→ THE PROBLEM
Render the data below as a JSON list of strings, one string per line, starting at the line that contains "of the decorative" and running through the last line of the data. Leave out blank lines.

[Collection entries]
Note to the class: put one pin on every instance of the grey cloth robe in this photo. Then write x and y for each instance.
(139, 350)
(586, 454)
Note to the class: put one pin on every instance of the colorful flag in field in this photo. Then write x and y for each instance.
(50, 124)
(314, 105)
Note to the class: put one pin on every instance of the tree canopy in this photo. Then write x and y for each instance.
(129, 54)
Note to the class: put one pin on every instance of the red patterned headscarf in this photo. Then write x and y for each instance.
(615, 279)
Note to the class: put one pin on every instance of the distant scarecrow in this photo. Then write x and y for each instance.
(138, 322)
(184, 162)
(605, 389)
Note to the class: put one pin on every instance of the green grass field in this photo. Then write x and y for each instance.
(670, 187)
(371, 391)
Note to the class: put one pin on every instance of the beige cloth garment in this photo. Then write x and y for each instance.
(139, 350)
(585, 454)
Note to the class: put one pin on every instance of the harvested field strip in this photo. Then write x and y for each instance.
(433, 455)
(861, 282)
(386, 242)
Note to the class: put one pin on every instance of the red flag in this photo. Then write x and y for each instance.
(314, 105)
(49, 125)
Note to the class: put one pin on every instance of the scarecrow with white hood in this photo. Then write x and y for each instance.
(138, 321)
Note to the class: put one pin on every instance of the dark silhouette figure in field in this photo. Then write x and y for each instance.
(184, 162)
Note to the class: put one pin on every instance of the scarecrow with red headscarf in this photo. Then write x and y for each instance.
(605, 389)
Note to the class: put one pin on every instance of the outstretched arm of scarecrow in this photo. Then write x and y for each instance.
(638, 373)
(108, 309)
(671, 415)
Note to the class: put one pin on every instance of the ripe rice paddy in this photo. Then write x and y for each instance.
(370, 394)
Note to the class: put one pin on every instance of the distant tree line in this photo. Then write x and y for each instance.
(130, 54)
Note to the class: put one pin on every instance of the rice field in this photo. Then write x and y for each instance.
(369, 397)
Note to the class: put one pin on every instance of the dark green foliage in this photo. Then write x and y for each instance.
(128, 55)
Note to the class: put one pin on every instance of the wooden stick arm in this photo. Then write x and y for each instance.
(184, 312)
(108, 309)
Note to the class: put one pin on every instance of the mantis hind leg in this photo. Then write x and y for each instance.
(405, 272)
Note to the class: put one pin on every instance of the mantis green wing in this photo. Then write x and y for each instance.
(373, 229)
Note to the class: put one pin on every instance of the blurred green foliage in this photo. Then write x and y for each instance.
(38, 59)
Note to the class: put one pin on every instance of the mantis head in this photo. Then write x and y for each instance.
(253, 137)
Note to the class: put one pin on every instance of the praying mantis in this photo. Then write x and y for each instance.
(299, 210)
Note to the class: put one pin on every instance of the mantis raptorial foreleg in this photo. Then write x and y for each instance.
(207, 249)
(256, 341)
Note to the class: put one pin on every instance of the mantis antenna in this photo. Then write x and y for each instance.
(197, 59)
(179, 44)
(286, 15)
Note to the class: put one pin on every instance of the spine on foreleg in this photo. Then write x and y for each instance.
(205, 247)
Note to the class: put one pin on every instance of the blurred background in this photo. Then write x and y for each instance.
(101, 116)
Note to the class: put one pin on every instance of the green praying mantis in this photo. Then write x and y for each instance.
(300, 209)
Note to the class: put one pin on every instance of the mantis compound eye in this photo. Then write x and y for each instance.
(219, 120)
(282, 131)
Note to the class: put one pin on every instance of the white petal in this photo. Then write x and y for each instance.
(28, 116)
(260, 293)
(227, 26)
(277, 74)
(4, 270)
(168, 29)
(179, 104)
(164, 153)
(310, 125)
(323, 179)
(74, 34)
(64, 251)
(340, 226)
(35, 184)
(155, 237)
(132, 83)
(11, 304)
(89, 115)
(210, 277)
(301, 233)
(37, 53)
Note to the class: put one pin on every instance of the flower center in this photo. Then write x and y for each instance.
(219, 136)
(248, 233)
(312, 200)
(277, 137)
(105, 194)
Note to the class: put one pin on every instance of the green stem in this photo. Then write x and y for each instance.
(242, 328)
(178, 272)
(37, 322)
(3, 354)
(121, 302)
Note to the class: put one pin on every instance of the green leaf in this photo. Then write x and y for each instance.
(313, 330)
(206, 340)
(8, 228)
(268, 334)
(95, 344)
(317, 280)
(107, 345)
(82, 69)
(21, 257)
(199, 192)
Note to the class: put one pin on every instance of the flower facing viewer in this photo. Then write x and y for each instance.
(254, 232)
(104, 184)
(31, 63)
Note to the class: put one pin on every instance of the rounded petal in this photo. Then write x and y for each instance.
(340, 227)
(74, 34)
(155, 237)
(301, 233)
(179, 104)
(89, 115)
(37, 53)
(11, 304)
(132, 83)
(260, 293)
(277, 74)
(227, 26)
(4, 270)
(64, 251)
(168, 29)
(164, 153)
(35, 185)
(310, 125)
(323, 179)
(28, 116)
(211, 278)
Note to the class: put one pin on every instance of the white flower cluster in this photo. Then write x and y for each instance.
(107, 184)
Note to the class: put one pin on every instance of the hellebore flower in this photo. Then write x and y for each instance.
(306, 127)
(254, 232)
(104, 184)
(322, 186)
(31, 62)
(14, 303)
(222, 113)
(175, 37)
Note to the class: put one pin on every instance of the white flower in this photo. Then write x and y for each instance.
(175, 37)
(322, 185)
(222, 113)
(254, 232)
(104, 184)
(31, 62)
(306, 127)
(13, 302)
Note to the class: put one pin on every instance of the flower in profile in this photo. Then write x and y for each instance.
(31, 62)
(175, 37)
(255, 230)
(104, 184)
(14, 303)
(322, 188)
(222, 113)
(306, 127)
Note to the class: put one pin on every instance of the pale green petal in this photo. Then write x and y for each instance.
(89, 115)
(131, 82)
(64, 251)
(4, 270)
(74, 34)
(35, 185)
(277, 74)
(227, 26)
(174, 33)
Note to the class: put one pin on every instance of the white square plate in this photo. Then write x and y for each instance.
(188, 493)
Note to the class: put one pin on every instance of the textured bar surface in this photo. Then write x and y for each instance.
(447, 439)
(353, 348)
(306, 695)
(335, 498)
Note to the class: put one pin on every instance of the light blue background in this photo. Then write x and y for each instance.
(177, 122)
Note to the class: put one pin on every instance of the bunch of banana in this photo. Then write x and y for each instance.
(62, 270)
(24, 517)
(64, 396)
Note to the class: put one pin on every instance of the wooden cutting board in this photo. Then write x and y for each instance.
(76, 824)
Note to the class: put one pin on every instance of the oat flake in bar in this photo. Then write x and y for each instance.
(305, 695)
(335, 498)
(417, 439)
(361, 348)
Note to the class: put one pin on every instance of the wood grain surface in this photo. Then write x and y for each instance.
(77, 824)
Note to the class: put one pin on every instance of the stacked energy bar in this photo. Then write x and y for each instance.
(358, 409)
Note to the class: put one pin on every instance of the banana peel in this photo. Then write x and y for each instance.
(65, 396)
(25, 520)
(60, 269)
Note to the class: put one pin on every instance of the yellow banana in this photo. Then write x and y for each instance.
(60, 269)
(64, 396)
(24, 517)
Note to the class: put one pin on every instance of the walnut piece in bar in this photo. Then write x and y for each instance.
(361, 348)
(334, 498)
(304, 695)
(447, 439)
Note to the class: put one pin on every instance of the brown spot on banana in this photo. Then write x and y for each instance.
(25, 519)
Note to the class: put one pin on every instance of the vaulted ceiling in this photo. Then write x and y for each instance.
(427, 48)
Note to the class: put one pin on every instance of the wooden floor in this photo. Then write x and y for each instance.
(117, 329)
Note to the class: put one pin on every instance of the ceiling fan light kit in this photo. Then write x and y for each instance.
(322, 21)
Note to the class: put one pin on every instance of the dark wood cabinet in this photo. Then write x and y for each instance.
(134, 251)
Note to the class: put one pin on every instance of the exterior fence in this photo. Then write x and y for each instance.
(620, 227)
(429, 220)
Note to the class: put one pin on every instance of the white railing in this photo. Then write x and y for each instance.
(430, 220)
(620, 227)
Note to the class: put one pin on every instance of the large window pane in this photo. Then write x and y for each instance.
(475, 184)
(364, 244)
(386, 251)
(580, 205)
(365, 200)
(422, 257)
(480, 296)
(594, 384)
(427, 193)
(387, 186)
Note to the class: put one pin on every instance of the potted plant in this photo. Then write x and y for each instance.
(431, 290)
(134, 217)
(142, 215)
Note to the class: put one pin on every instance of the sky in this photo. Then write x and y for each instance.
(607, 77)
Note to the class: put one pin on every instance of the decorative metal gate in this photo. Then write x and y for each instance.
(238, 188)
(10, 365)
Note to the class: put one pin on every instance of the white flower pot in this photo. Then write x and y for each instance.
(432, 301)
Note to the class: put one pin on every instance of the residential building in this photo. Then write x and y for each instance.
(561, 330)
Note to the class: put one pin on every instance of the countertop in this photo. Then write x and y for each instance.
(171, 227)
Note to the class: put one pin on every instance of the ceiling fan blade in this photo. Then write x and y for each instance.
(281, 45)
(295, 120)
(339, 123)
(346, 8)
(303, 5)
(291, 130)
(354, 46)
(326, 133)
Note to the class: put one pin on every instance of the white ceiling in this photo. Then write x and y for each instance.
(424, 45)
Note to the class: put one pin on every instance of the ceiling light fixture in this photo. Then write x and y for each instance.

→ ANSWER FOR THIS EXERCISE
[
  "Note to the class: put one pin on every instance of the decorative metal gate in this photo. Then write x and y for each instance.",
  "(238, 188)",
  "(10, 365)",
  "Note to the class: put one pin on every instance of the white flower pot in this photo. Then write x and y for each instance.",
  "(432, 301)",
  "Note to the class: put one pin on every instance of the residential building in this photo. Then write x and y for each instance.",
  "(561, 330)",
  "Note to the class: put one pin on every instance of the countertop in this photo. Then write x and y for each instance.",
  "(171, 227)",
  "Note to the class: put one pin on every instance of the ceiling fan blade in this photo. Then write x and y for each instance.",
  "(281, 45)",
  "(295, 120)",
  "(339, 123)",
  "(346, 8)",
  "(303, 5)",
  "(291, 130)",
  "(354, 46)",
  "(326, 133)",
  "Note to the class: put one pin on every instance of the white ceiling in this photo. Then write x and y for each instance.",
  "(424, 45)",
  "Note to the class: put one pin on every instance of the ceiling light fixture in this photo. Then write x and y for each instance."
]